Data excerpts
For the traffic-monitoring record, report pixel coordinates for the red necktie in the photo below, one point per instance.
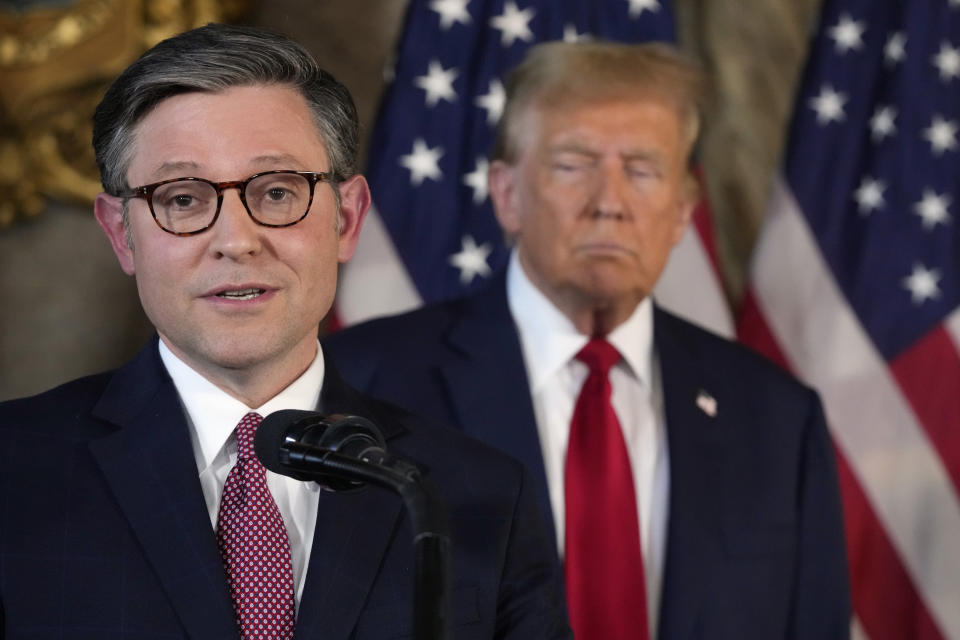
(254, 545)
(603, 562)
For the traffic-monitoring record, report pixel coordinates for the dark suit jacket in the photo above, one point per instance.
(104, 532)
(755, 545)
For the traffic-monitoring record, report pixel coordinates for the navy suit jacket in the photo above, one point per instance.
(104, 532)
(755, 544)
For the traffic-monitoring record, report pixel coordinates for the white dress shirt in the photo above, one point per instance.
(213, 414)
(550, 343)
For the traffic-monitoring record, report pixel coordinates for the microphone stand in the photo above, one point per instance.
(431, 539)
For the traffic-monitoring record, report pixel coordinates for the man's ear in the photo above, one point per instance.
(502, 181)
(354, 204)
(109, 212)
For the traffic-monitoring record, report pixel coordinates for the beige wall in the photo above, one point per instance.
(66, 309)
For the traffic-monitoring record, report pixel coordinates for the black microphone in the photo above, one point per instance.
(344, 452)
(341, 452)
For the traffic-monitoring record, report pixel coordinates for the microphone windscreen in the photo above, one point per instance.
(270, 435)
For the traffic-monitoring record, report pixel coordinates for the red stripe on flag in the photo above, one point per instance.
(883, 594)
(753, 331)
(703, 221)
(884, 597)
(929, 374)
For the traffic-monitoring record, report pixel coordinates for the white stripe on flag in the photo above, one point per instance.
(888, 449)
(690, 287)
(374, 282)
(952, 324)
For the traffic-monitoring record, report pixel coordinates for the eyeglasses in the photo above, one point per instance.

Task item
Your task is to reproduce exactly the lines that begin at the line containing "for the beige" and end at the final line of the data above.

Output
For the traffic-monitoring record, report pixel coordinates for the beige wall in the photo above, one point per instance.
(66, 309)
For the traffic-monitoring record, report pixel coordinates for the black microphone in the photo above, one point per instance.
(344, 452)
(341, 452)
For the traffic-monitoring record, report pixel coordinates for the microphone windscreen in the photo above, one point per instance.
(270, 435)
For the traffic-monitoring record, report pixel coordinates for the red stripe on flag in the photo above, one point per instance.
(883, 594)
(753, 331)
(703, 221)
(884, 597)
(929, 374)
For the traffic-monitoring record, report pixel coordinates for the white stripe on flag in the photo above, one point per instance.
(888, 449)
(690, 287)
(374, 282)
(952, 324)
For the traffic-monitoring record, report pixel coordinates for the eyeglasses in the photo above, one point per instance.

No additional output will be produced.